--- SUPPLIED RECORDS ---
## Start

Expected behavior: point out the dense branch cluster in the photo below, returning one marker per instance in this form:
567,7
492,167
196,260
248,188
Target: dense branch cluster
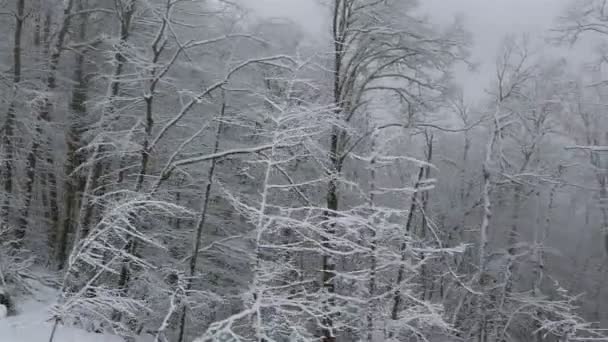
186,171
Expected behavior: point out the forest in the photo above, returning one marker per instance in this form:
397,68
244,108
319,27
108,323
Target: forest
191,171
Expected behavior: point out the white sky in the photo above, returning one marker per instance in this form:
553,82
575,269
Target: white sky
488,21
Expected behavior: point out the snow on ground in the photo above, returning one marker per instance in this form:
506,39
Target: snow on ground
30,324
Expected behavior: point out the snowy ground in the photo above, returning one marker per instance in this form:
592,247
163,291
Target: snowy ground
30,324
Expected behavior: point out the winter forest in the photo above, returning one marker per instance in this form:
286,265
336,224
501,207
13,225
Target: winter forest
197,171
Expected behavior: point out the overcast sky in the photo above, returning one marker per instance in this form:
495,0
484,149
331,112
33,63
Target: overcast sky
488,20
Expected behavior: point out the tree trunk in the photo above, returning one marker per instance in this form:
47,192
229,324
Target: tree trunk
200,224
43,117
7,139
74,186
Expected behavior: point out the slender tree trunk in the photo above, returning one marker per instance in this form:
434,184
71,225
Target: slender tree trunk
200,224
427,285
74,186
10,121
96,170
43,117
373,247
403,249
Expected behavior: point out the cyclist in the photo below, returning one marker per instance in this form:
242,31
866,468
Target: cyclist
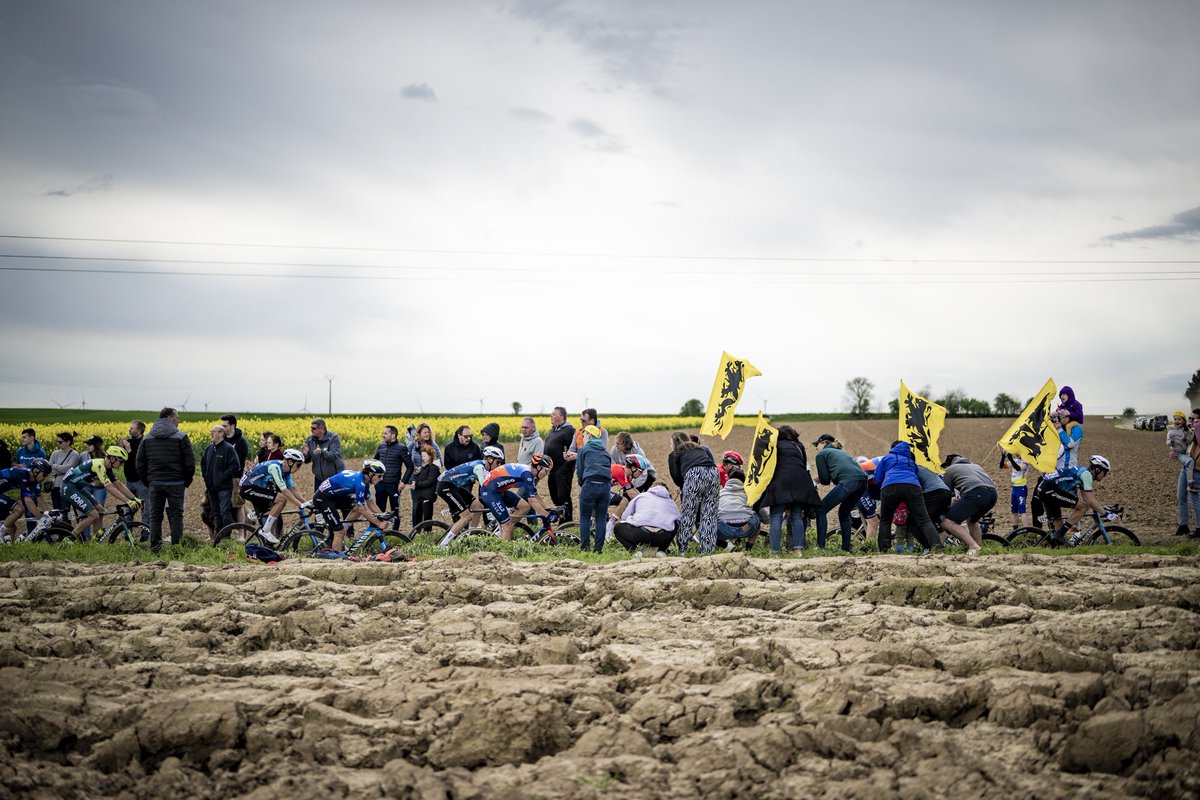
29,480
1057,491
268,486
454,486
346,497
96,474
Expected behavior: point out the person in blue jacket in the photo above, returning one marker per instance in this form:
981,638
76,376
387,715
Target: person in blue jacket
897,476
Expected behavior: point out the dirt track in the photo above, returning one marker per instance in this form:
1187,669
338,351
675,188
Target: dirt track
725,677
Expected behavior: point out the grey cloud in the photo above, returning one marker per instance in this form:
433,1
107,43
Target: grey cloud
99,184
1185,226
531,115
419,91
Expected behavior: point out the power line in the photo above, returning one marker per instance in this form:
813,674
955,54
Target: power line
575,254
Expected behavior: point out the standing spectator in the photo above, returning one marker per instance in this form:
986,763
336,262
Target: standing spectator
490,435
425,486
1180,438
220,463
791,492
558,440
531,441
397,465
977,495
651,518
838,467
324,450
167,462
240,446
133,481
461,449
899,482
592,469
693,469
30,447
64,458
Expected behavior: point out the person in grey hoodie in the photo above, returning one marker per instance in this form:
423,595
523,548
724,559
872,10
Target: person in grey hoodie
531,441
167,463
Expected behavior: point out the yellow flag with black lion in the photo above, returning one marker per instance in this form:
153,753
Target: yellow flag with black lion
731,379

## End

--- TASK BRIEF ---
Reproduce the whole listing above word for word, from its first line to its last, but leave out the pictures.

--- TASK ANSWER ---
Expected behavior: point out the dense branch cluster in the photo below, returning one marker per instance in this form:
567,7
492,167
196,260
248,188
Target: dense branch cluster
186,171
Expected behavior: point out the forest in the photo above, returning one marker per instance in this form:
397,68
244,108
319,27
108,323
Target: forest
191,171
Expected behavior: point out the white sky in the photo above, returning one marker per instance in this form:
553,82
575,269
Target: white sky
488,21
Expected behavior: point out the snow on ground in the photo above, returning one marker per instance in this form:
506,39
Target: snow on ground
30,324
Expected behavior: point out the snowy ground in the photo above, returning one marker per instance in this form:
592,247
163,291
Target: snowy ground
30,324
Expected behavior: point out the winter forest in the photo above, returning one marker per instance in this form:
286,265
336,224
501,207
13,225
Target: winter forest
197,171
Expected behavior: point out the overcast sky in the photo above, returning one marker per instance in this form:
495,0
484,149
331,112
33,63
Target: overcast sky
488,20
Expected behavior: point out the tree trunk in the photo above, returning one marker per instance in this form:
47,192
229,324
Target: tree trunk
200,224
43,117
7,139
74,186
Expected behavior: point out the slender tree trunk in the photo above, returning one marker per instance in this form:
434,184
71,225
Target: slender tree trunk
200,224
427,285
74,186
10,121
96,170
43,117
373,247
403,249
Expected behavior: point out the cyclist in the photo below, returning one marker per instance in this form:
242,31
866,468
Target: cyclist
29,480
1057,491
268,486
454,486
346,497
96,474
Expected behavior: point out the person in blue jacket in the photo above, returning one marker per instance in this form:
981,638
76,376
387,715
Target: person in blue jacket
897,476
Expected behavior: point out the dirt track in the photo above, returning one marker per instance in this form:
1187,669
338,351
675,188
Target: dirt track
725,677
Expected behavior: point out the grey cloud in the photo above, returning one marker per instance in this form:
433,1
107,43
Target: grey cloud
99,184
1185,226
531,115
419,91
Expected behavior: point out the power line in the photo above, returning one marker per instance in this form:
813,674
955,54
Target: power line
575,254
Expected behavior: point out the standing spectator in the photo above, returning one marker per instance in this form:
986,763
336,262
Target: standing spectator
490,435
425,486
1180,438
220,463
791,492
558,440
531,441
397,465
977,495
651,518
838,467
324,450
167,462
240,446
133,481
461,449
899,482
592,469
693,469
30,447
64,458
Expected behavior: point out the person in grey hoodie in the photo above, returning one marker per instance in this form:
423,595
523,548
724,559
872,10
Target: person in grey hoodie
531,441
167,463
Expected behavior: point out the yellow flag with black lion in the photo above, returning one marker per instance in this form:
153,753
Target: yellow flag with black lion
731,379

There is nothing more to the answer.